● Problem: Each record beneath this line should be returned exactly as it is.

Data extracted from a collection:
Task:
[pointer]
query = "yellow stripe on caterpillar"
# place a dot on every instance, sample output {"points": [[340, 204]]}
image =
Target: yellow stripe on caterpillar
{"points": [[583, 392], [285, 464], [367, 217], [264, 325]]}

● Solution for this task:
Task:
[pointer]
query = "yellow stripe on caterpillar"
# place a dot on every instance, sample output {"points": [[340, 204]]}
image =
Target: yellow stripe on caterpillar
{"points": [[583, 392], [285, 464], [367, 217], [264, 325]]}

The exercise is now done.